Instructions to follow: Give the data again in its entirety, exactly as provided.

====== Data ======

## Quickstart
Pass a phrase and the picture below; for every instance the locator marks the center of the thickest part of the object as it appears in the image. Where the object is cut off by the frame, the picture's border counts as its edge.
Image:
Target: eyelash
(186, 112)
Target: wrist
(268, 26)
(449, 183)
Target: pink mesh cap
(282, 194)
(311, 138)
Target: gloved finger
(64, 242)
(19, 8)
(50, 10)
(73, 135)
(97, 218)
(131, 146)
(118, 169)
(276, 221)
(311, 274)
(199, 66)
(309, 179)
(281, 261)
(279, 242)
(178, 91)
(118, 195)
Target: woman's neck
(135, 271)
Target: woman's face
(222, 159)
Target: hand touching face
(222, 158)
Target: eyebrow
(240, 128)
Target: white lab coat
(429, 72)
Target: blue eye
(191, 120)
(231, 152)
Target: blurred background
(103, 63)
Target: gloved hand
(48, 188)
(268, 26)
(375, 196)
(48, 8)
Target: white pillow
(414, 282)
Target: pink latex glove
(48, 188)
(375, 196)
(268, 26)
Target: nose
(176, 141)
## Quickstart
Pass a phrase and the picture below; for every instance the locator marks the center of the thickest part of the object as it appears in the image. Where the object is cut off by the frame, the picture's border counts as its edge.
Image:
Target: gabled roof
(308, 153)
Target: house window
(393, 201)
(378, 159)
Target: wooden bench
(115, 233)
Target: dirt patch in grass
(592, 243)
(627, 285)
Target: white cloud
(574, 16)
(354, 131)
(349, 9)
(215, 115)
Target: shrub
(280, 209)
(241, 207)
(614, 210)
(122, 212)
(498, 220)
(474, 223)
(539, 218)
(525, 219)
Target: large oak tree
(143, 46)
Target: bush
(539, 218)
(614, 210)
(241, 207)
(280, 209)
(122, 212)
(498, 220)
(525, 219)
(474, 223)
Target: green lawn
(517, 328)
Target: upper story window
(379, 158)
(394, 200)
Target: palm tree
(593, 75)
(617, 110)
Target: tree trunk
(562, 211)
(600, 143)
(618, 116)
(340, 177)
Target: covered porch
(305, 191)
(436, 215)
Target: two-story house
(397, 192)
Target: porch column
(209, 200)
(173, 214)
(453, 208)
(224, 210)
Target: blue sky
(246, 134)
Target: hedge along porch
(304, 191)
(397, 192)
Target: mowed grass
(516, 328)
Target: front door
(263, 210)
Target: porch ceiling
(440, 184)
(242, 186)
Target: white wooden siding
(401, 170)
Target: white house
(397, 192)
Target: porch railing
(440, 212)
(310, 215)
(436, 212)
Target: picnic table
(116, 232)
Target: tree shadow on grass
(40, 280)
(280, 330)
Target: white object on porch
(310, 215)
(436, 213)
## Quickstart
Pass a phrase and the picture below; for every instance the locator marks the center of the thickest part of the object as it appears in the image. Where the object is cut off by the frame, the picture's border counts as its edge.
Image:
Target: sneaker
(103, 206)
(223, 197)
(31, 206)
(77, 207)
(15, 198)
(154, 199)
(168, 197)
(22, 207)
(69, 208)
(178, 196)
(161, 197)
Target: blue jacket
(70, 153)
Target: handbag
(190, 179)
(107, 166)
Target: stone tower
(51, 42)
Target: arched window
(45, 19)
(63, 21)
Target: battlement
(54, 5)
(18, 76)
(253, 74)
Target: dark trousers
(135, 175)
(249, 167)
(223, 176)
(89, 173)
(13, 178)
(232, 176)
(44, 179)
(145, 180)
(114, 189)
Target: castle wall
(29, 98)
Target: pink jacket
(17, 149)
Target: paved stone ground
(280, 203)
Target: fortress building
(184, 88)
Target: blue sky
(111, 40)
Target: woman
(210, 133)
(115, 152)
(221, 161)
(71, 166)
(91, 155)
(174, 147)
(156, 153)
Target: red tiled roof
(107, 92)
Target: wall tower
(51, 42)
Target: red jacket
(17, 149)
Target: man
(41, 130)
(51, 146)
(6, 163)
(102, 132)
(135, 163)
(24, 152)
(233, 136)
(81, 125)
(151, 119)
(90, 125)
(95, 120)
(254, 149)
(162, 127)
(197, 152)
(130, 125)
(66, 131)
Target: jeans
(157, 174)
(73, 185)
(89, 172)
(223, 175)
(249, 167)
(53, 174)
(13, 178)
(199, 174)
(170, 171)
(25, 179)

======

Answer to the problem:
## Quickstart
Pass a phrase and the picture below; for every instance the locator marks the center of the thickest part of the object as it appears in the image. Where the object is cut off by the frame, the picture's border counts as its edge.
Image:
Target: eyelash
(186, 112)
Target: wrist
(268, 26)
(449, 183)
Target: pink mesh cap
(282, 194)
(311, 138)
Target: gloved finger
(64, 242)
(19, 8)
(50, 10)
(73, 135)
(97, 218)
(131, 146)
(118, 169)
(276, 221)
(311, 274)
(199, 66)
(309, 179)
(281, 261)
(279, 242)
(178, 91)
(118, 195)
Target: woman's neck
(135, 271)
Target: woman's face
(222, 159)
Target: hand touching face
(222, 158)
Target: eyebrow
(240, 128)
Target: white lab coat
(429, 72)
Target: blue eye
(191, 120)
(231, 152)
Target: blurred background
(103, 63)
Target: gloved hand
(48, 188)
(268, 26)
(375, 196)
(48, 8)
Target: white pillow
(414, 282)
Target: pink latex glove
(48, 188)
(375, 196)
(268, 26)
Target: nose
(176, 141)
## Quickstart
Pass a phrase and the picture below; for every instance the locator marks the center of the thickest part of the object as it appears in the image. Where the object is cut off by the frame, the picture's border counts as its edge.
Image:
Target: gabled roof
(308, 153)
Target: house window
(393, 201)
(378, 159)
Target: wooden bench
(115, 233)
Target: dirt patch in grass
(592, 243)
(627, 285)
Target: white cloud
(574, 16)
(354, 131)
(349, 9)
(215, 115)
Target: shrub
(280, 209)
(241, 207)
(614, 210)
(122, 212)
(498, 220)
(474, 223)
(539, 218)
(525, 219)
Target: large oak tree
(143, 46)
Target: bush
(539, 218)
(614, 210)
(241, 207)
(280, 209)
(122, 212)
(498, 220)
(525, 219)
(474, 223)
Target: green lawn
(517, 328)
Target: upper story window
(379, 158)
(394, 200)
Target: palm tree
(593, 75)
(617, 110)
Target: tree trunk
(562, 211)
(600, 143)
(618, 116)
(340, 177)
Target: covered porch
(305, 191)
(436, 215)
Target: two-story house
(397, 192)
Target: porch column
(209, 200)
(173, 214)
(453, 208)
(224, 210)
Target: blue sky
(246, 134)
Target: hedge along porch
(304, 191)
(397, 192)
Target: mowed grass
(516, 328)
Target: front door
(263, 210)
Target: porch ceiling
(440, 184)
(242, 186)
Target: white wooden siding
(401, 170)
Target: white house
(397, 192)
Target: porch railing
(440, 212)
(310, 215)
(436, 212)
Target: picnic table
(116, 232)
Target: tree shadow on grass
(40, 280)
(280, 330)
Target: white object on porch
(310, 215)
(436, 213)
## Quickstart
Pass a phrase and the picture below; for every instance the locator marks the center of the thickest part of the object as it appears in the image. Where the object is cut off by the frame, the picture's border counts as its edge.
Image:
Target: sneaker
(103, 206)
(223, 197)
(31, 206)
(77, 207)
(15, 198)
(154, 199)
(168, 197)
(22, 207)
(69, 208)
(178, 196)
(161, 197)
Target: blue jacket
(70, 153)
Target: handbag
(190, 179)
(107, 166)
Target: stone tower
(51, 42)
Target: arched window
(45, 19)
(63, 21)
Target: battlement
(54, 5)
(18, 76)
(253, 74)
Target: dark trousers
(135, 175)
(249, 167)
(223, 176)
(89, 173)
(13, 178)
(232, 176)
(44, 179)
(145, 180)
(114, 189)
Target: castle wall
(29, 98)
Target: pink jacket
(17, 149)
Target: paved stone ground
(280, 203)
Target: fortress building
(184, 88)
Target: blue sky
(111, 40)
Target: woman
(210, 133)
(115, 152)
(221, 161)
(71, 166)
(91, 155)
(174, 147)
(156, 153)
Target: red tiled roof
(107, 92)
Target: wall tower
(51, 42)
Target: red jacket
(17, 149)
Target: man
(41, 130)
(51, 146)
(6, 163)
(102, 132)
(135, 163)
(24, 152)
(233, 136)
(81, 125)
(151, 119)
(90, 125)
(95, 120)
(254, 149)
(162, 127)
(197, 152)
(130, 125)
(66, 131)
Target: jeans
(157, 174)
(73, 185)
(89, 172)
(223, 175)
(249, 167)
(53, 174)
(13, 178)
(199, 174)
(170, 171)
(25, 179)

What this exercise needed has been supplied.